• [Problem statement]: Please render the rows from the start through the line containing "[288,75,396,119]", that line included, as a Markdown table with the columns No. and Line. Number each line in No., give its text in Line, and leave out blank lines.

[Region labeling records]
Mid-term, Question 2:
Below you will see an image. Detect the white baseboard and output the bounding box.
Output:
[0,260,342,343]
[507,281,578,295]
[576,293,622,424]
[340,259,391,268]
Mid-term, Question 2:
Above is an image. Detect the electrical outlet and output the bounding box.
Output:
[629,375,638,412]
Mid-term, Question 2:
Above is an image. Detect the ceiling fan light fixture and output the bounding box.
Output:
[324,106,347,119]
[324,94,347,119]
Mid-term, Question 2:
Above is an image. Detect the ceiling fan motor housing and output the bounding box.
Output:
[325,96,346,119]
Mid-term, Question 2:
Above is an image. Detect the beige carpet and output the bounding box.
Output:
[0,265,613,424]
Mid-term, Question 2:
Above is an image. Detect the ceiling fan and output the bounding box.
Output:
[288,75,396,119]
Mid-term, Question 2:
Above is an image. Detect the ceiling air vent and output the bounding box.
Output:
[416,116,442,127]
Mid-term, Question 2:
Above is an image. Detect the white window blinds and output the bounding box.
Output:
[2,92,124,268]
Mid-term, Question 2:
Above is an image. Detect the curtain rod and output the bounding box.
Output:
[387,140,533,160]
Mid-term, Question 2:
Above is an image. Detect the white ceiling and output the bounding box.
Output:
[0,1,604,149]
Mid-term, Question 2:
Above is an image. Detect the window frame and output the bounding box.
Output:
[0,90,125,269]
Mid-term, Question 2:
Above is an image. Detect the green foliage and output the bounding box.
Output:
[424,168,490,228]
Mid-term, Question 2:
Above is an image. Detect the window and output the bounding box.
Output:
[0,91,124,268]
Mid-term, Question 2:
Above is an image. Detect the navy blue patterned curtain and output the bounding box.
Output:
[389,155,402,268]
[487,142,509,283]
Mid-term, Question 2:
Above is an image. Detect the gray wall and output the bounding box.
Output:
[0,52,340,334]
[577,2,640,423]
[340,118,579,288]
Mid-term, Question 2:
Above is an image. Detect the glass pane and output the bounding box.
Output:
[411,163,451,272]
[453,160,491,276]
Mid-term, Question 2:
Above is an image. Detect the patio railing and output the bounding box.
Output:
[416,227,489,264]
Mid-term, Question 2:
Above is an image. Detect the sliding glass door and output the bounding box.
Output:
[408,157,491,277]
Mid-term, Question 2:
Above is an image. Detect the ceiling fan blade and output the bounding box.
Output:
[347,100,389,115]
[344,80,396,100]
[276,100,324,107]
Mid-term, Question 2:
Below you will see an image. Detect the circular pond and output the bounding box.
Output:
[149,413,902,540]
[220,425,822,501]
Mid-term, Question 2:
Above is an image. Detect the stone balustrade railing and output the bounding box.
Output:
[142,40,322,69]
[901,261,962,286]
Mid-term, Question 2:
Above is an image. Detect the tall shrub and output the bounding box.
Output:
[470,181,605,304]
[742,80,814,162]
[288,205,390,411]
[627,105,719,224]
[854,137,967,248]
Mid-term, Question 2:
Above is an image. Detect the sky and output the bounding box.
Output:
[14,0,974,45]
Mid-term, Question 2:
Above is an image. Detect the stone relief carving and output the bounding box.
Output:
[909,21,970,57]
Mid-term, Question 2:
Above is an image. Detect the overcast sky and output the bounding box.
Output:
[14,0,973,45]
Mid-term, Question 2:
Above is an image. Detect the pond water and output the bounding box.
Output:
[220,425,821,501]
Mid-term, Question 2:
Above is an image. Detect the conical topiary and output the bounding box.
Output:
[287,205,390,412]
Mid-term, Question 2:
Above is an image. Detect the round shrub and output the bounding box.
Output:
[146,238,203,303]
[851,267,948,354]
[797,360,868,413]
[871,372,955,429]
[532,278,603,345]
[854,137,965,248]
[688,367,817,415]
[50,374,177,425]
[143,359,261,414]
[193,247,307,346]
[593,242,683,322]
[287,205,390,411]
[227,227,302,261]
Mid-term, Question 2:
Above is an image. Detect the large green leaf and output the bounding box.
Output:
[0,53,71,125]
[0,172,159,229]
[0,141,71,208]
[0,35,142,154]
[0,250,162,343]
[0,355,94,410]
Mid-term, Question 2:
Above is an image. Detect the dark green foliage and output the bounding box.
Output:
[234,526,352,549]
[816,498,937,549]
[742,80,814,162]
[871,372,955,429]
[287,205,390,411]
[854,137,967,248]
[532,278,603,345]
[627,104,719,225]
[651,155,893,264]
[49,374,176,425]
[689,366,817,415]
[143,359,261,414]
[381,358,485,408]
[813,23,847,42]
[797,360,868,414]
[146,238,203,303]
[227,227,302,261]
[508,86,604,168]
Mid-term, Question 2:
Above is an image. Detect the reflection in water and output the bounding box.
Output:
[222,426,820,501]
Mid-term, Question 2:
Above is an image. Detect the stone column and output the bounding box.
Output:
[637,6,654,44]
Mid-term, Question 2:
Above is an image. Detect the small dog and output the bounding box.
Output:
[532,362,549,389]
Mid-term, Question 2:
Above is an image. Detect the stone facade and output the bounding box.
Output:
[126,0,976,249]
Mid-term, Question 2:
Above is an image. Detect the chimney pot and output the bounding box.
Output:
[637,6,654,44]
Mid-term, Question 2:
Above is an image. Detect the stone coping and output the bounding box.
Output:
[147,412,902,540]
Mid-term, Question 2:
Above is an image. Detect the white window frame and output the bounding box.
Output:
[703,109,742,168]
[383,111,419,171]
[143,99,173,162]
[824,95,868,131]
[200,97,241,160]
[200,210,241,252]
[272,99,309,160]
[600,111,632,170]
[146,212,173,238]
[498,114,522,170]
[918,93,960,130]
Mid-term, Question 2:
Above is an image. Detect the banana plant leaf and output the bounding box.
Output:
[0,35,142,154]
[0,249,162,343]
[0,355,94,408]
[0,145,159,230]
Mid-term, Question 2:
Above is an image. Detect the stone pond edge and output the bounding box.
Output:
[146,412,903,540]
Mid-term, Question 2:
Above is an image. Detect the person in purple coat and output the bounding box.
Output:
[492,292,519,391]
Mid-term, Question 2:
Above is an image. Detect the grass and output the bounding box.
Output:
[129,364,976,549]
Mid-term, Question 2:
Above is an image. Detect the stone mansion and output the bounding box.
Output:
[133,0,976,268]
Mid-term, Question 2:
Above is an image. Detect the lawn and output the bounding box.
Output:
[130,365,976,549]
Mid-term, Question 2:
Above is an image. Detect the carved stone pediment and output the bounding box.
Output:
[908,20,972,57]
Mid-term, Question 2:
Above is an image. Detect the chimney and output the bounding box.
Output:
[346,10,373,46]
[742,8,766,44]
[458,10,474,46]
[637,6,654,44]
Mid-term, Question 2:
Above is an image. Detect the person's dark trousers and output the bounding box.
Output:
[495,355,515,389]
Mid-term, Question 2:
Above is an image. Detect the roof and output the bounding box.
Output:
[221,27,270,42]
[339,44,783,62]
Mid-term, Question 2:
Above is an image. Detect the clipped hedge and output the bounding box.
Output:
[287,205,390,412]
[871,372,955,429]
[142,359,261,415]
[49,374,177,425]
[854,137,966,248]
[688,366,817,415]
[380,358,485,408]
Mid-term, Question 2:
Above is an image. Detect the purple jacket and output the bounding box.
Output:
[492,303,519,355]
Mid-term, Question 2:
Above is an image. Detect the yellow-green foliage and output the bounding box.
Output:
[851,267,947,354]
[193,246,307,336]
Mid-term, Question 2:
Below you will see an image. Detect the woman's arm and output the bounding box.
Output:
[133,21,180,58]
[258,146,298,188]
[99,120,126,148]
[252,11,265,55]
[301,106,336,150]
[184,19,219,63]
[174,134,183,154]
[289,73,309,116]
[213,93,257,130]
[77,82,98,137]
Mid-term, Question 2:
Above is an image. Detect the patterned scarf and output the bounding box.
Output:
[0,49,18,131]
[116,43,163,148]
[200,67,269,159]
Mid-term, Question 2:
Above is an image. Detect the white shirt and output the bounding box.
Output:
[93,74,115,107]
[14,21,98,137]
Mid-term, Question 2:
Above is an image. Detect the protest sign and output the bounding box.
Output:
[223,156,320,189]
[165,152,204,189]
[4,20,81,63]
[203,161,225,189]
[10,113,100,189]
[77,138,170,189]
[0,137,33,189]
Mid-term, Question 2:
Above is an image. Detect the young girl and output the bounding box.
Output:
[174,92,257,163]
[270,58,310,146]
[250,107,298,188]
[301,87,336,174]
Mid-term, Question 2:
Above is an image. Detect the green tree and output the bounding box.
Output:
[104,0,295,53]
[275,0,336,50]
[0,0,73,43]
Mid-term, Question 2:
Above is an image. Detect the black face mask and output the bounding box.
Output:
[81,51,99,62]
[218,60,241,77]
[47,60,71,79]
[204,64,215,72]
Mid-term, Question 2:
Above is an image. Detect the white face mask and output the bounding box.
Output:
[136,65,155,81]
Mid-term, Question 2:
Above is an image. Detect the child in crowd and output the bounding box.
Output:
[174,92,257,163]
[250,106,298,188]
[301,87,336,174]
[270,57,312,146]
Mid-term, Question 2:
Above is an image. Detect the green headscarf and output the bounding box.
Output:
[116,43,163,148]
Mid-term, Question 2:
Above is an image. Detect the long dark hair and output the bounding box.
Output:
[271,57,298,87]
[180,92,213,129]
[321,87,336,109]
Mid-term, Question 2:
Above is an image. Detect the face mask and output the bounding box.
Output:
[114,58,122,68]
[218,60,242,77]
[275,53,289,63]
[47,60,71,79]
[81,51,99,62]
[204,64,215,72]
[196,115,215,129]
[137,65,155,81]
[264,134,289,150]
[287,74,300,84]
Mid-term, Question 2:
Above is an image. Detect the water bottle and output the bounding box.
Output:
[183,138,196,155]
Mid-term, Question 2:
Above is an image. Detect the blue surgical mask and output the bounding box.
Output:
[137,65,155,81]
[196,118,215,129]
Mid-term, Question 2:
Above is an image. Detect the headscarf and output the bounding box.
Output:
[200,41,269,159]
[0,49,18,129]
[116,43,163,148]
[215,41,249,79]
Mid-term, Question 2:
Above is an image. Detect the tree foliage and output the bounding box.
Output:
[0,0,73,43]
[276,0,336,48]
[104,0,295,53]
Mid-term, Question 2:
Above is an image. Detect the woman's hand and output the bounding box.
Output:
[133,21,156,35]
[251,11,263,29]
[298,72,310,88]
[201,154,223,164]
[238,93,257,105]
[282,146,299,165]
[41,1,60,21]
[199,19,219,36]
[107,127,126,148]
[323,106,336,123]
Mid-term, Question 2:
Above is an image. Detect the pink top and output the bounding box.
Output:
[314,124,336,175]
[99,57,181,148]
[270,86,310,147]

• [Solution to this exercise]:
| No. | Line |
|---|---|
| 1 | Mid-term, Question 2: |
| 2 | Below you will see an image. Detect the white baseboard and output the bounding box. |
| 3 | Output: |
| 4 | [0,260,342,343] |
| 5 | [507,281,578,295] |
| 6 | [576,293,622,424] |
| 7 | [340,259,391,268] |
| 8 | Mid-term, Question 2: |
| 9 | Above is an image. Detect the electrical outlet and output the bounding box. |
| 10 | Output: |
| 11 | [629,375,638,412] |
| 12 | Mid-term, Question 2: |
| 13 | Above is an image. Detect the ceiling fan light fixture and output the bounding box. |
| 14 | Output: |
| 15 | [324,106,347,119] |
| 16 | [324,94,347,119] |
| 17 | Mid-term, Question 2: |
| 18 | Above is an image. Detect the ceiling fan motor housing and output the bounding box. |
| 19 | Output: |
| 20 | [325,96,346,119] |
| 21 | Mid-term, Question 2: |
| 22 | Above is an image. Detect the beige carpet and output the bounding box. |
| 23 | Output: |
| 24 | [0,265,613,424] |
| 25 | Mid-term, Question 2: |
| 26 | Above is an image. Detect the ceiling fan and output the bounding box. |
| 27 | Output: |
| 28 | [288,75,396,119] |